Table 6. Quantitative comparisons of various CD methods from the S2Looking-CD dataset.

Method	Precision	Recall	F1-Score	IOU_0	IOU_1	mIOU	OA	Kappa
FC-EF	45.02	50.28	47.51	98.66	31.15	64.91	98.67	46.84
FC-Siam-conc	60.60	59.88	60.24	99.05	43.10	71.08	99.05	59.76
FC-Siam-diff	60.00	59.63	59.81	99.04	42.67	70.85	99.04	59.33
CDNet	47.70	50.86	49.23	98.73	32.65	65.70	98.75	48.60
LUNet	59.95	58.59	59.26	99.03	42.11	70.57	99.04	58.78
IFNet	59.93	57.66	58.77	99.03	41.62	70.32	99.03	58.28
BITNet	64.96	62.95	63.94	99.14	47.00	73.07	99.15	63.51
MSCANet	64.63	57.67	60.95	99.11	43.84	71.47	99.12	60.51
Ours	69.68	61.54	65.36	99.21	48.54	73.88	99.22	64.96

Note that the values in bold are the highest.

• **The task**
Transcribe in full, without any alteration, the table above that compares change detection methods on the S2Looking-CD dataset.

• **Data listing**
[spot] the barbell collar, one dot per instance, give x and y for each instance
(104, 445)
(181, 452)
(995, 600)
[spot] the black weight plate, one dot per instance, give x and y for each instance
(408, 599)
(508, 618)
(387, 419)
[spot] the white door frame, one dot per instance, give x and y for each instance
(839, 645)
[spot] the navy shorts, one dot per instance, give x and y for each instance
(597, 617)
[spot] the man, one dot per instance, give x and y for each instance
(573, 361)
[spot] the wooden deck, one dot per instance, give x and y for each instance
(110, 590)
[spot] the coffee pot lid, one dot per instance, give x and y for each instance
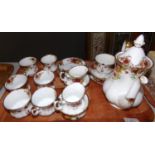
(136, 52)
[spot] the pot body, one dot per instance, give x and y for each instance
(123, 89)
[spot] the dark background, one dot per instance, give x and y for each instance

• **Expected output**
Table 6. Quantitative comparisons of various CD methods from the S2Looking-CD dataset.

Method	Precision	Recall	F1-Score	IOU_0	IOU_1	mIOU	OA	Kappa
FC-EF	45.02	50.28	47.51	98.66	31.15	64.91	98.67	46.84
FC-Siam-conc	60.60	59.88	60.24	99.05	43.10	71.08	99.05	59.76
FC-Siam-diff	60.00	59.63	59.81	99.04	42.67	70.85	99.04	59.33
CDNet	47.70	50.86	49.23	98.73	32.65	65.70	98.75	48.60
LUNet	59.95	58.59	59.26	99.03	42.11	70.57	99.04	58.78
IFNet	59.93	57.66	58.77	99.03	41.62	70.32	99.03	58.28
BITNet	64.96	62.95	63.94	99.14	47.00	73.07	99.15	63.51
MSCANet	64.63	57.67	60.95	99.11	43.84	71.47	99.12	60.51
Ours	69.68	61.54	65.36	99.21	48.54	73.88	99.22	64.96

Note that the values in bold are the highest.